Должен признаться, что в этом «переводе» я не был полностью верен подлиннику. Я облегчил себе задачу, обратив внимание на наиболее интересные идеи приверженцев высокой теории. Если эти идеи «перевести», то они окажутся более или менее стандартными, изложенными в многочисленных учебниках по социологии. Но что касается институтов, то определение, приведенное выше, не совсем полно. К тому, что переведено, нужно добавить, что роли, создающие институт, обычно как раз и не составляют одной «большой дополнительности» «признанных ожиданий». Были ли Вы когда-нибудь в армии, на фабрике или, скажем, в семье? Да, это институты. Внутри них ожидания одних кажутся немного более настойчивыми, чем ожидания других. Это происходит потому, как скажем мы, что у них больше власти. Или, выражаясь более социологично, хотя и не совсем: институт — это ряд ролей, различающихся по своему авторитету.

Парсонс пишет: «Приверженность общим ценностям означает со стороны мотивации то, что деятели имеют общие «чувства» в поддержке ценностных стандартов, смысл чего можно определить так, что соответствие с надлежащими ожиданиями рассматривается как «хорошее дело», относительно независимое от какого-либо инструментального преимущества, которое можно получить от такого соответствия, например при отсутствии негативных санкций. Кроме того, приверженность к общим ценностям хотя и удовлетворяет непосредственные потребности деятеля, всегда имеет также и некоторый «моральный» аспект потому, что до некоторой степени это соответствие определяет «обязанности» деятеля в более широких системах социального действия, в которых он участвует. Очевидно, что специфический фокус ответственности — это коллективность, которая конструируется особенной, общей для нее ценностной ориентацией.

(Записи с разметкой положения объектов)
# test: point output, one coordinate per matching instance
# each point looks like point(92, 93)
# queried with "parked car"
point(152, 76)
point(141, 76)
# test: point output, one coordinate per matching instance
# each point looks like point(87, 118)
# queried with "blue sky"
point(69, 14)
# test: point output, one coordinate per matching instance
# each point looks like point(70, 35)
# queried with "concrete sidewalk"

- [Что сделать]:
[A] Оформите в виде нумерованного списка строки записей от самого начала до строки с «point(69, 14)» включительно, пропустив пустые строки.
[B] Подхватите текст о высокой теории в социологии и продолжите его сразу после последнего приведённого предложения.

- [Полученные ответы]:
[A]
1. # test: point output, one coordinate per matching instance
2. # each point looks like point(92, 93)
3. # queried with "parked car"
4. point(152, 76)
5. point(141, 76)
6. # test: point output, one coordinate per matching instance
7. # each point looks like point(87, 118)
8. # queried with "blue sky"
9. point(69, 14)

[B]
Наконец, совсем ясно, что «чувства», которые поддерживают такие общие ценности, обычно не являются выражениями конституционально данных свойств организма. Они воспитаны или приобретены. Кроме того, роль, которую они играют в ориентации действия,— это по преимуществу не роль культурных объектов, которые «познаются» или к которым «приспосабливаются», а стандарты культуры, которые подлежат интериоризации; они образуют часть структуры личностной системы деятеля. Такие чувства, или «ценностные установки», как их можно назвать, являются поэтому подлинными потребностями-установками личности. Только посредством интериоризации институционализированных ценностей имеет место подлинная мотивационная интеграция поведения в социальной структуре, так что более глубокие пласты мотивации начинают использоваться для выполнения ролевых ожиданий. Только тогда, когда это имеет место в высокой степени, можно сказать, что социальная система находится в состоянии высокой интеграции и что интересы коллективности и частные интересы составляющих ее членов достигли совпадения. (Примечание Парсонса: точное совпадение должно рассматриваться как предельный случай, подобно знаменитой машине без трения. Хотя полная интеграция социальной системы мотивации с всецело последовательным рядом культурных стандартов (образцов) эмпирически неизвестна, концепция такой интегрированной социальной системы имеет высокую теоретическую ценность.)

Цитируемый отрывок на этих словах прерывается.